● **Task objective**:
Can you turn the lines of the items below into a Markdown table, with a "Row" column numbering each line and a "Line" column holding its text, and blank lines left out?

● **Dataset records**:
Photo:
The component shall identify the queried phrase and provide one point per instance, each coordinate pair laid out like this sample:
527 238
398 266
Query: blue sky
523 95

● **Exercise answer**:
| Row | Line |
|---|---|
| 1 | Photo: |
| 2 | The component shall identify the queried phrase and provide one point per instance, each coordinate pair laid out like this sample: |
| 3 | 527 238 |
| 4 | 398 266 |
| 5 | Query: blue sky |
| 6 | 523 95 |